HOW TO COMPLETE THIS TASK
Entries follow. Return each line that contains the word "house".

+++ DATASET

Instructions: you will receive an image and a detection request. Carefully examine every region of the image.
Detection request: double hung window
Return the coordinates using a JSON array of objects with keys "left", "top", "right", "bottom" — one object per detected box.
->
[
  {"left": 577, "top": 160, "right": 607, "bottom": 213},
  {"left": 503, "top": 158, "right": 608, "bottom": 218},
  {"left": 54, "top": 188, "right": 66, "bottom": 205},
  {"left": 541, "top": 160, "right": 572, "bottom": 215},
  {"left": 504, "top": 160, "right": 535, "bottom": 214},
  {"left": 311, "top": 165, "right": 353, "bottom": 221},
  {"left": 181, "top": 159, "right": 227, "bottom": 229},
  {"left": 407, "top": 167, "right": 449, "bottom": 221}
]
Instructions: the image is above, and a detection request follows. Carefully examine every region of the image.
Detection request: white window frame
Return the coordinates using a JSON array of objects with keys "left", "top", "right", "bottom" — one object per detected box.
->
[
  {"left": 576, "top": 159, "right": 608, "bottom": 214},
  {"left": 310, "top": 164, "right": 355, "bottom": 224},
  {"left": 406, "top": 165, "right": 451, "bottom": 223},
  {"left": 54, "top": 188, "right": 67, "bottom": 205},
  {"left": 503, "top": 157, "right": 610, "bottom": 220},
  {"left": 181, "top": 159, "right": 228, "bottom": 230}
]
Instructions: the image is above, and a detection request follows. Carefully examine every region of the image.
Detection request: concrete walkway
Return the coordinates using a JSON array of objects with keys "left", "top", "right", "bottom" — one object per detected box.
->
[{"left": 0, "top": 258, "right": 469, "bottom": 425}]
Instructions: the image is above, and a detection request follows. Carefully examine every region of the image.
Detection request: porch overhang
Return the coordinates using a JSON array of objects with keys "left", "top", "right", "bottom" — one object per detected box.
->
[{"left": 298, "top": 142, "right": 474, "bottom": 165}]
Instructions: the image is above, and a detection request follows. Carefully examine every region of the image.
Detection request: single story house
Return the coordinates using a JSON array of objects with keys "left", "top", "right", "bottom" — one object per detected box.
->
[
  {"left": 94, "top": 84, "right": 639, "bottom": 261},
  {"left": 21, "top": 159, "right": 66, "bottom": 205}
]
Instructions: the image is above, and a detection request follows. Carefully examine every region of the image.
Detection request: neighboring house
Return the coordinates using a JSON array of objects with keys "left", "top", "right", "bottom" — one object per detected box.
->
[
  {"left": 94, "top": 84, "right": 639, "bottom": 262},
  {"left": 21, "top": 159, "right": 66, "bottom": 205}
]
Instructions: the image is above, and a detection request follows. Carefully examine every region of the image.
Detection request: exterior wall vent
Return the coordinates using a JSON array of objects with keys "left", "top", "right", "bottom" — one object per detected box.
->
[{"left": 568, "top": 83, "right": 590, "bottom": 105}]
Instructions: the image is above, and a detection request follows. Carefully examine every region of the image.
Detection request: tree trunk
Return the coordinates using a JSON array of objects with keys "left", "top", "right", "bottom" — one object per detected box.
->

++++++

SOLUTION TO THE PROBLEM
Detection request: single story house
Detection request: neighboring house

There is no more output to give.